▸ **What the task asks**
Could you retype all of the data below exactly as given?

▸ **Dataset content**
%%

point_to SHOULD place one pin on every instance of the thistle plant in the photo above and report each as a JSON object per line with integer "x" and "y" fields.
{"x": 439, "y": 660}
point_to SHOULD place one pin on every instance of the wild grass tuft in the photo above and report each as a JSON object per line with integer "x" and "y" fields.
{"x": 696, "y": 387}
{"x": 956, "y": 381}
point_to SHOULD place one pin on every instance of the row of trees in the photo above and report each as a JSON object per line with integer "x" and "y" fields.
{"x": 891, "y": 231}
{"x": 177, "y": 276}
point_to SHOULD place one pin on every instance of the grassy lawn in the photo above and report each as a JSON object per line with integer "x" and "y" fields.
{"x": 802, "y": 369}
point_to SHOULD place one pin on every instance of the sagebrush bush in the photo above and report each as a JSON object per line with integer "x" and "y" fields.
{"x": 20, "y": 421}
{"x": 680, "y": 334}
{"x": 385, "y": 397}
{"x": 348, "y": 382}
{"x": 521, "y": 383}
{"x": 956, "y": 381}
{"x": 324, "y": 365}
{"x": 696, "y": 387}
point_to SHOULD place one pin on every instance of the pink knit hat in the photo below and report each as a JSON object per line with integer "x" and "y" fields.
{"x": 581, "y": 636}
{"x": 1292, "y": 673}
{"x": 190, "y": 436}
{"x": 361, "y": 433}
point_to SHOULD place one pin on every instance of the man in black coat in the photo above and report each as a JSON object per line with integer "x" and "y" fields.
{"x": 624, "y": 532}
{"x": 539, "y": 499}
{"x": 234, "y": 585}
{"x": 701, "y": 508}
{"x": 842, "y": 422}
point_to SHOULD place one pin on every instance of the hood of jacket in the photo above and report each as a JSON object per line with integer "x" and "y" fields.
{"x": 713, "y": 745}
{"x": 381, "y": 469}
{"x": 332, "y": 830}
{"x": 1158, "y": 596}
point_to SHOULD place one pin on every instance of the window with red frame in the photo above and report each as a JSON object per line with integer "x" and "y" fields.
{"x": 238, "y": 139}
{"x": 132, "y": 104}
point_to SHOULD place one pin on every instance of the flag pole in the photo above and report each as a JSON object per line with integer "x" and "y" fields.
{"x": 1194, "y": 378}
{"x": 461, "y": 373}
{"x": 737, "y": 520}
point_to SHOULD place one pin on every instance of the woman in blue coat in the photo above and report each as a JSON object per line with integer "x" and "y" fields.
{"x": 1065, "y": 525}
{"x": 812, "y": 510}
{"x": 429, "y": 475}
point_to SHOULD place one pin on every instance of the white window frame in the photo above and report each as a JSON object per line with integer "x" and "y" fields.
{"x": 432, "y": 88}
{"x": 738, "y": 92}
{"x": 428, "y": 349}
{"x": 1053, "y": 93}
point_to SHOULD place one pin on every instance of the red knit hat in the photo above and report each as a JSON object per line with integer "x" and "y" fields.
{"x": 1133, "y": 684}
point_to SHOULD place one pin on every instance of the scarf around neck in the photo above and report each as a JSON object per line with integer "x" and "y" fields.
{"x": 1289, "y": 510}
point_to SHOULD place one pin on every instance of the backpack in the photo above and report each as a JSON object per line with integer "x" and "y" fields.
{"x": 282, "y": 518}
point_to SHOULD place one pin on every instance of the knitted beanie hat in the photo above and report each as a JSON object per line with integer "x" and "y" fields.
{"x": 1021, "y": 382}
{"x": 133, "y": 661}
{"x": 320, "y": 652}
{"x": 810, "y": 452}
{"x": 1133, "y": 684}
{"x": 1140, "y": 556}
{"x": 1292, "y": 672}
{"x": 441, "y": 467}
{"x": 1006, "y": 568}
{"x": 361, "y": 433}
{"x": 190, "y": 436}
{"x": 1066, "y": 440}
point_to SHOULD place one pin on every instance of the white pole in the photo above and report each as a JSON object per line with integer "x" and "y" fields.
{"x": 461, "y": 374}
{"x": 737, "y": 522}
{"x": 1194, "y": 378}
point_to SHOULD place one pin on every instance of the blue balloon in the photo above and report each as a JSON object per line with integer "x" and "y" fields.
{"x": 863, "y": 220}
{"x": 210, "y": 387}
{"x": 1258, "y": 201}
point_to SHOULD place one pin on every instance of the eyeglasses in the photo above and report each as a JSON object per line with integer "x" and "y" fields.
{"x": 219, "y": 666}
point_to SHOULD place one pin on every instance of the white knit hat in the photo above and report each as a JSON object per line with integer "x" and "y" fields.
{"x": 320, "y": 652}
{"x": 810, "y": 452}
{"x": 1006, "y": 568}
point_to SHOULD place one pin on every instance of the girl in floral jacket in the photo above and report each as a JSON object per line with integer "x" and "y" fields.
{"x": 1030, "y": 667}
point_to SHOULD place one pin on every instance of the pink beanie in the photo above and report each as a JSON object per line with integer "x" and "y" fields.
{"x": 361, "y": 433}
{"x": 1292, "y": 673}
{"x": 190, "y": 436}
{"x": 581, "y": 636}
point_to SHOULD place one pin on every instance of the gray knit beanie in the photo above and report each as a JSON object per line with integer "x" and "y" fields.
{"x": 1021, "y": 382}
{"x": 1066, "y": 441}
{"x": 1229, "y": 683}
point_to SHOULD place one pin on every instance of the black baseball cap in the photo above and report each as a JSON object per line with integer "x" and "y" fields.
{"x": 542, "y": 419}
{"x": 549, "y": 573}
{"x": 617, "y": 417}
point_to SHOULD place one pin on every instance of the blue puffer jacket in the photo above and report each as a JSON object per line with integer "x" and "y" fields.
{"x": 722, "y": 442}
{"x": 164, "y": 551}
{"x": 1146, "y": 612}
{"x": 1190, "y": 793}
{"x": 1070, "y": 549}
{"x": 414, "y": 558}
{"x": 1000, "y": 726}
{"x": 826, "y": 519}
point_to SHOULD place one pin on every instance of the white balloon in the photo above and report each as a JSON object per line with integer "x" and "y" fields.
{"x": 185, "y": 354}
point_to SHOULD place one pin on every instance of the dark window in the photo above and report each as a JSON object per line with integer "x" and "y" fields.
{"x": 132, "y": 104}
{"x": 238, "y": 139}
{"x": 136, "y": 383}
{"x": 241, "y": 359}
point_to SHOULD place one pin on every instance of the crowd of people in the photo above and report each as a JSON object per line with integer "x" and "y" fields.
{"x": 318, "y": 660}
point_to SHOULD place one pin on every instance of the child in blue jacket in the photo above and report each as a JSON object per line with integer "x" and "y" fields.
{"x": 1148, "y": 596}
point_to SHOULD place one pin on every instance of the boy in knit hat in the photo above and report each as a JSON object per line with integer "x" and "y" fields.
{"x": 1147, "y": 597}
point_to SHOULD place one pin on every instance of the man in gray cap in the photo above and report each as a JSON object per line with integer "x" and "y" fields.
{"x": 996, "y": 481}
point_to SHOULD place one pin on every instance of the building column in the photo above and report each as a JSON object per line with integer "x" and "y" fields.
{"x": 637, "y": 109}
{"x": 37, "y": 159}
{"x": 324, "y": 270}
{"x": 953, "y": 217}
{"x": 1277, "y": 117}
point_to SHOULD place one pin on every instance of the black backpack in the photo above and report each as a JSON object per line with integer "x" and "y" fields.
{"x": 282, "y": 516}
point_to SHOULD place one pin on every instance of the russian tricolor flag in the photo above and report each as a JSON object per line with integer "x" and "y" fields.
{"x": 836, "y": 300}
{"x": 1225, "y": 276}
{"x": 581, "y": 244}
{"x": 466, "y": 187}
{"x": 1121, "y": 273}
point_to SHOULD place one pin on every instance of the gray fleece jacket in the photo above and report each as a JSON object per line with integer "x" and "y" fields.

%%

▸ **Output below**
point_to SHOULD place one pin on every instance of the thistle plant in the photo above and report each as a JSON object per line with integer "x" and "y" fields.
{"x": 439, "y": 660}
point_to SHOULD place one pin on every instance of the wild grass tuft in the photo above and report each as a JSON object per line with integer "x" and "y" fields.
{"x": 696, "y": 387}
{"x": 956, "y": 381}
point_to SHOULD place one pin on every instance of the row of trees in the photo above and report each as a JSON object per line with integer "x" and "y" fields.
{"x": 891, "y": 231}
{"x": 177, "y": 276}
point_to SHOULD place one pin on every instance of the grassy lawn in the photo above and report each as a JSON object per line with integer "x" and "y" fields.
{"x": 802, "y": 369}
point_to SHOULD place one pin on every instance of the sagebrush bush in the photo above and report each as a JSON object per line with integer "x" and "y" fields.
{"x": 20, "y": 421}
{"x": 680, "y": 334}
{"x": 385, "y": 397}
{"x": 348, "y": 382}
{"x": 521, "y": 383}
{"x": 956, "y": 381}
{"x": 324, "y": 365}
{"x": 696, "y": 387}
point_to SHOULD place one pin on every instance of the pink knit hat in the photo below and report each as a JSON object per line with integer "x" and "y" fields.
{"x": 581, "y": 636}
{"x": 1292, "y": 673}
{"x": 190, "y": 436}
{"x": 361, "y": 433}
point_to SHOULD place one pin on every instance of the man in black coat in the photo above and report each as a JSON object per line with integer "x" and "y" fields.
{"x": 624, "y": 532}
{"x": 539, "y": 499}
{"x": 234, "y": 585}
{"x": 701, "y": 508}
{"x": 842, "y": 422}
point_to SHOULD place one pin on every instance of the hood of jacket in the photo above and report each as a JSON object per line with integer "x" and "y" fields.
{"x": 713, "y": 745}
{"x": 381, "y": 469}
{"x": 332, "y": 830}
{"x": 1158, "y": 596}
point_to SHOULD place one pin on every instance of the window with red frame in the photo above and report each as a JSON object per line with integer "x" and "y" fields.
{"x": 238, "y": 139}
{"x": 132, "y": 104}
point_to SHOULD place one pin on every instance of the flag pole in the photo above and report each as a JSON object per line with integer "x" and "y" fields.
{"x": 1194, "y": 378}
{"x": 461, "y": 373}
{"x": 737, "y": 520}
point_to SHOULD place one pin on every instance of the woman in blue coat in the photo above and report each as a JSON object per line with integer "x" and "y" fields.
{"x": 1065, "y": 525}
{"x": 812, "y": 510}
{"x": 429, "y": 475}
point_to SHOULD place one pin on every instance of the white window frame in the photo above and report each as a JSON object per line with integer "x" and "y" fields.
{"x": 432, "y": 88}
{"x": 738, "y": 92}
{"x": 428, "y": 349}
{"x": 1053, "y": 93}
point_to SHOULD place one pin on every instance of the red knit hat in the photo above and report each as a JSON object per line with integer "x" and "y" fields.
{"x": 1133, "y": 684}
point_to SHOULD place one pin on every instance of the scarf around neck in the photo above and report each as a JSON object per line with integer "x" and "y" fields.
{"x": 1289, "y": 510}
point_to SHOULD place one pin on every instance of the backpack in the photo above and report each as a JSON object per line with integer "x" and "y" fields.
{"x": 282, "y": 518}
point_to SHOULD place one pin on every instance of the knitted beanie hat in the photo above and report each as a JSON object per line with integer "x" and "y" fields.
{"x": 1021, "y": 382}
{"x": 133, "y": 661}
{"x": 320, "y": 652}
{"x": 810, "y": 452}
{"x": 1133, "y": 684}
{"x": 1140, "y": 556}
{"x": 1292, "y": 672}
{"x": 441, "y": 467}
{"x": 1006, "y": 568}
{"x": 361, "y": 433}
{"x": 190, "y": 436}
{"x": 1066, "y": 440}
point_to SHOULD place one pin on every instance of the white pole in the photo above and report each as a JSON object per line with integer "x" and "y" fields.
{"x": 461, "y": 374}
{"x": 737, "y": 522}
{"x": 1194, "y": 378}
point_to SHOULD place one pin on every instance of the blue balloon in the photo above and report each as a JSON object per line with integer "x" and "y" fields.
{"x": 863, "y": 220}
{"x": 210, "y": 387}
{"x": 1258, "y": 201}
point_to SHOULD place one pin on every instance of the eyeglasses in the photo above and report each as a JSON object per line with integer "x" and "y" fields.
{"x": 219, "y": 666}
point_to SHOULD place one pin on every instance of the white knit hat in the photo above and report each as a JSON object per line with integer "x" and "y" fields.
{"x": 320, "y": 652}
{"x": 810, "y": 452}
{"x": 1006, "y": 568}
point_to SHOULD place one pin on every instance of the girl in floral jacket in the photo above and report each as a JSON object per line with integer "x" and "y" fields.
{"x": 1030, "y": 667}
point_to SHOULD place one pin on every instance of the pink beanie in the photo above and report each as a JSON object per line with integer "x" and "y" fields.
{"x": 361, "y": 433}
{"x": 1292, "y": 673}
{"x": 190, "y": 436}
{"x": 581, "y": 636}
point_to SHOULD place one pin on every instance of the gray knit beanie in the photo above and report each as a JSON object per line with integer "x" and "y" fields.
{"x": 1021, "y": 382}
{"x": 1066, "y": 441}
{"x": 1229, "y": 683}
point_to SHOULD place one pin on every instance of the black baseball cap in the photo above and report each as a JSON object per line with integer "x" and "y" fields.
{"x": 542, "y": 419}
{"x": 549, "y": 573}
{"x": 617, "y": 417}
point_to SHOULD place one pin on every instance of the blue puffer jacket in the photo above and report each as a JSON object per line with integer "x" and "y" fields.
{"x": 722, "y": 442}
{"x": 164, "y": 551}
{"x": 1146, "y": 612}
{"x": 1190, "y": 793}
{"x": 1070, "y": 549}
{"x": 414, "y": 558}
{"x": 1000, "y": 726}
{"x": 826, "y": 519}
point_to SHOULD place one pin on every instance of the white balloon in the photo above and report each as a JSON object per line with integer "x" and "y" fields.
{"x": 185, "y": 354}
point_to SHOULD place one pin on every instance of the dark window in the photo above and report each as a JSON object per line with integer "x" and "y" fields.
{"x": 132, "y": 104}
{"x": 238, "y": 139}
{"x": 136, "y": 383}
{"x": 241, "y": 359}
point_to SHOULD place one pin on every instance of the crowd of people in the photo above and report each as a JSON object per line with integer "x" and "y" fields.
{"x": 318, "y": 660}
point_to SHOULD place one pin on every instance of the child in blue jacket in the photo above and report each as a JSON object per line with integer "x" and "y" fields.
{"x": 1148, "y": 596}
point_to SHOULD place one pin on every instance of the boy in knit hat in the photo above and report each as a JSON object per line with integer "x" and "y" fields.
{"x": 1147, "y": 597}
point_to SHOULD place one pin on every instance of the man in gray cap in the photo above and report each as a JSON object per line with integer "x" and "y" fields.
{"x": 996, "y": 481}
point_to SHOULD place one pin on every instance of the building column in the photo above and report each as a JSON object per line with integer "x" and "y" fields.
{"x": 637, "y": 109}
{"x": 37, "y": 159}
{"x": 324, "y": 270}
{"x": 953, "y": 217}
{"x": 1277, "y": 117}
point_to SHOULD place one pin on every instance of the black backpack in the photo above and report each as a JSON object per line with integer "x" and "y" fields.
{"x": 282, "y": 516}
point_to SHOULD place one pin on every instance of the russian tricolor flag in the photo above and report each as a JSON object per line with integer "x" and "y" fields.
{"x": 836, "y": 300}
{"x": 1225, "y": 276}
{"x": 581, "y": 244}
{"x": 466, "y": 187}
{"x": 1121, "y": 273}
point_to SHOULD place one pin on every instance of the gray fleece jacket in the photo above and report each as a JSON object per line with integer "x" and "y" fields.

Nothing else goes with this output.